* _Text block_:
Cache me this, cache me that

Posted on January 03, 2011 · 11 mins read · tagged with: #caching #optimization #performance #profiling

Recently I’ve been optimizing one application. After a few runs of profile_analyzeData_fixBottlenecks I stopped when an app written with NHibernate intensively using CacheManager from EntLib was spending 5% of their time getting data from cache. As the performance was increased by an order of magnitude, the time spend within GetData method was much to large. I reviewed code and wrote a few statements describing what application require from a cache:

  • no expiration and
  • it is infrequently erased so
  • has big read:write ratio
  • the number of cached items can be easly estimated, hence
  • the number of cached items will not frequently exceed the max number of item
  • once the scavenging occurs (current number > max number of items), it can take a while, since it has a low probability to hit the upper limit of cache items number

Following these points, the performance results of GetData method and need of tuning the app (it was the most obvious point for optimization) I came up with the following Cache Manager implementation. The code is simple, oriented for frequent reads (slim rw lock), with all operations having cost of O(1). Adding, when a maximum number of cache items is exceeded takes O(n) because scavenging takes O(n) to clean up cache (the FIFO is used for removing these entries). The removal of key is handled by marking it as removed in the key look up list.

The whole implementation with tests took me 40 minutes, which with other small optimizations improved performance by 10%. The main idea behind this is to give you some thoughts about using the external all in one solutions versus writing a small, custom one, for only your needs. Hope the code example help as well :-)

using System;
using System.Collections.Generic;
using System.Diagnostics;
using System.Threading;
using Trader.Core.Exceptions;
using Trader.Infrastructure.IoC.Wcf;

namespace Trader.Infrastructure.Caching
{
    ///
    /// The implementation of ,
    /// using fifo strategy for scavenging to many objects in a cache.

* _Information provided_:
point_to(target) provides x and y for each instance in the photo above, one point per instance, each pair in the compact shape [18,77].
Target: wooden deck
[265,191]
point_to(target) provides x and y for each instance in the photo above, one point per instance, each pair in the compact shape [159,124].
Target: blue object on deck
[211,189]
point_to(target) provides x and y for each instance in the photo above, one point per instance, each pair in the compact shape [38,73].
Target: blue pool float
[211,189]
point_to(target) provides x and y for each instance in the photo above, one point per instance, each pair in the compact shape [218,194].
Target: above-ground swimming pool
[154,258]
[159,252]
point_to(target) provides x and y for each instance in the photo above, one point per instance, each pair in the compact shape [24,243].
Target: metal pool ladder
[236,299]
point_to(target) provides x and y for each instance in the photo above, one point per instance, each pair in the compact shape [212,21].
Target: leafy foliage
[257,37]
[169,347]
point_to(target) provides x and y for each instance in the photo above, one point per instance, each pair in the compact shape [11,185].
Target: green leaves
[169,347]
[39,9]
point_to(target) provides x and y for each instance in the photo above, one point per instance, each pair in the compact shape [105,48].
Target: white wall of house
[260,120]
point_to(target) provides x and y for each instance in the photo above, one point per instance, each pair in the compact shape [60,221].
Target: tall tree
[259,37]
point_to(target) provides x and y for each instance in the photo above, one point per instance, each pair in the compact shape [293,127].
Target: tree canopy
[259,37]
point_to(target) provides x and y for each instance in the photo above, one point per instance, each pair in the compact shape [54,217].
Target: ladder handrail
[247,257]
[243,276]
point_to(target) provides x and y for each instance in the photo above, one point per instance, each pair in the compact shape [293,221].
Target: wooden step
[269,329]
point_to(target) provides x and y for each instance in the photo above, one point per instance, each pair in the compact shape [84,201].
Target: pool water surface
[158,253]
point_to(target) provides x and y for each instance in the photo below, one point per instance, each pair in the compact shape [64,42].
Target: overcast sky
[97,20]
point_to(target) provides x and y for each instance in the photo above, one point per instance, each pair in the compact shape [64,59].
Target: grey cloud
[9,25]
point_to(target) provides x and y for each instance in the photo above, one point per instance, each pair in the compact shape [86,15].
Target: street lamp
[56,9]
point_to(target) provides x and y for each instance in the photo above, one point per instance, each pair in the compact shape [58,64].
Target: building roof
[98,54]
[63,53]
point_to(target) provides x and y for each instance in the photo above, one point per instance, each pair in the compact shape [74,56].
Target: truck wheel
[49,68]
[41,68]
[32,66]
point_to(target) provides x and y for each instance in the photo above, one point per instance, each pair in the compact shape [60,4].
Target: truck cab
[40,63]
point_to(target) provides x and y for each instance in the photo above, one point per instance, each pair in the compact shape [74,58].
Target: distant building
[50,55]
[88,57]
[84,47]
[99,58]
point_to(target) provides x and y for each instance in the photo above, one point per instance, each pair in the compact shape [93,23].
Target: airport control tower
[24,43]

...

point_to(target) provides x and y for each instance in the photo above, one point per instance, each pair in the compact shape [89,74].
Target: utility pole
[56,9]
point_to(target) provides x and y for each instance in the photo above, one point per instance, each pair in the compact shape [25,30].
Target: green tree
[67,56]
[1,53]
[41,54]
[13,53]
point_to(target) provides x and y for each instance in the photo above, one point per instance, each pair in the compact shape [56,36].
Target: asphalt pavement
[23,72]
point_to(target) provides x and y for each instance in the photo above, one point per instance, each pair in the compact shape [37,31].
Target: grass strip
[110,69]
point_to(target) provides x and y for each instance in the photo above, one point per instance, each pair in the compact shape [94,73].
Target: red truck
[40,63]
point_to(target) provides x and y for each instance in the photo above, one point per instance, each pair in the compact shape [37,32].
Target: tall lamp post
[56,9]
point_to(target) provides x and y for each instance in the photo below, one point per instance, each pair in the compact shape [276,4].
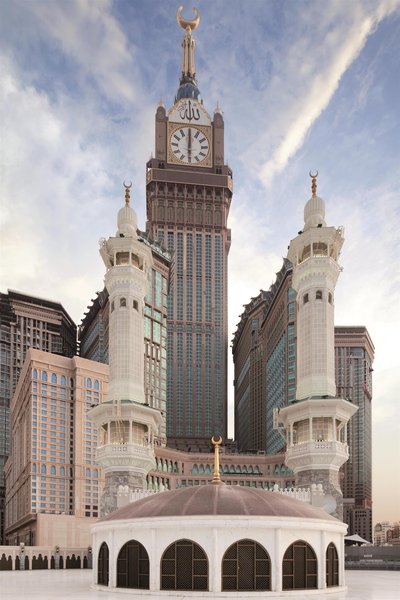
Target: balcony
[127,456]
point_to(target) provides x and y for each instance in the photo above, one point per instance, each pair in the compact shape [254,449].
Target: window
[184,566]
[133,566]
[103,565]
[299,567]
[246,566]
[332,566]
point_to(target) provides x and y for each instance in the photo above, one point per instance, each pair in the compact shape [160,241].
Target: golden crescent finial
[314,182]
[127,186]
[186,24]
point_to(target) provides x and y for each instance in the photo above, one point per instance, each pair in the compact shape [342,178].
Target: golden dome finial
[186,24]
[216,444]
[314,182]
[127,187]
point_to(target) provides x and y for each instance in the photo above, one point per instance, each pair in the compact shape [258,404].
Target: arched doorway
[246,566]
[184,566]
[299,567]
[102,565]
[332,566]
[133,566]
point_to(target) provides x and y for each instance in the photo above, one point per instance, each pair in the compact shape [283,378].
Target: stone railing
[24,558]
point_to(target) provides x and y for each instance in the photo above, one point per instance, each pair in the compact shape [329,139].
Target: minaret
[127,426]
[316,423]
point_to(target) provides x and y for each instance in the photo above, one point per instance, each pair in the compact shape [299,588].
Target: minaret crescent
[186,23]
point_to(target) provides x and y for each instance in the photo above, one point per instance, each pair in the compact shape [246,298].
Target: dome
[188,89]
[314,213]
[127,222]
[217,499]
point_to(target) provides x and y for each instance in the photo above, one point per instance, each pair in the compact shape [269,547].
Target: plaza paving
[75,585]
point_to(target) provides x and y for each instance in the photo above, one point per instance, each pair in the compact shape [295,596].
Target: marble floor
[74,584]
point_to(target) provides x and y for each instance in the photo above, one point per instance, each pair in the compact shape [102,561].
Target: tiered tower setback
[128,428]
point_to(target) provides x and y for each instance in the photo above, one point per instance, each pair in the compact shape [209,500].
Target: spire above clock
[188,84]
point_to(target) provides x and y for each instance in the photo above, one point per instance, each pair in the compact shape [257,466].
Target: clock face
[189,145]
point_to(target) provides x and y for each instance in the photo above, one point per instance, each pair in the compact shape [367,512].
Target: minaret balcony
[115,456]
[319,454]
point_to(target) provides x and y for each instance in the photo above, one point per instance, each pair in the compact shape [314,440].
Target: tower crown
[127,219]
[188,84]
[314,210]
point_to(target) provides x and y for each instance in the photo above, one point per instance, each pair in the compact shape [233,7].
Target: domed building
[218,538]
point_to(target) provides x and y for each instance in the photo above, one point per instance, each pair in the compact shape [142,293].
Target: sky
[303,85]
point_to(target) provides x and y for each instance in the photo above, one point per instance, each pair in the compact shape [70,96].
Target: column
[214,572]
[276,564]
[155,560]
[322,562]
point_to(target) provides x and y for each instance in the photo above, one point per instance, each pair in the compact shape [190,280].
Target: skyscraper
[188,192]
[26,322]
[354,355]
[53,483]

* _Your task_: Reproduce the caching post in full, word for word. Rely only on the caching post and disregard the items.

* _Reply_:
Cache me this, cache me that

Posted on January 03, 2011 · 11 mins read · tagged with: #caching #optimization #performance #profiling

Recently I’ve been optimizing one application. After a few runs of profile_analyzeData_fixBottlenecks I stopped when an app written with NHibernate intensively using CacheManager from EntLib was spending 5% of their time getting data from cache. As the performance was increased by an order of magnitude, the time spend within GetData method was much to large. I reviewed code and wrote a few statements describing what application require from a cache:

  • no expiration and
  • it is infrequently erased so
  • has big read:write ratio
  • the number of cached items can be easly estimated, hence
  • the number of cached items will not frequently exceed the max number of item
  • once the scavenging occurs (current number > max number of items), it can take a while, since it has a low probability to hit the upper limit of cache items number

Following these points, the performance results of GetData method and need of tuning the app (it was the most obvious point for optimization) I came up with the following Cache Manager implementation. The code is simple, oriented for frequent reads (slim rw lock), with all operations having cost of O(1). Adding, when a maximum number of cache items is exceeded takes O(n) because scavenging takes O(n) to clean up cache (the FIFO is used for removing these entries). The removal of key is handled by marking it as removed in the key look up list.

The whole implementation with tests took me 40 minutes, which with other small optimizations improved performance by 10%. The main idea behind this is to give you some thoughts about using the external all in one solutions versus writing a small, custom one, for only your needs. Hope the code example help as well :-)

using System;
using System.Collections.Generic;
using System.Diagnostics;
using System.Threading;
using Trader.Core.Exceptions;
using Trader.Infrastructure.IoC.Wcf;

namespace Trader.Infrastructure.Caching
{
    ///
    /// The implementation of ,
    /// using fifo strategy for scavenging to many objects in a cache.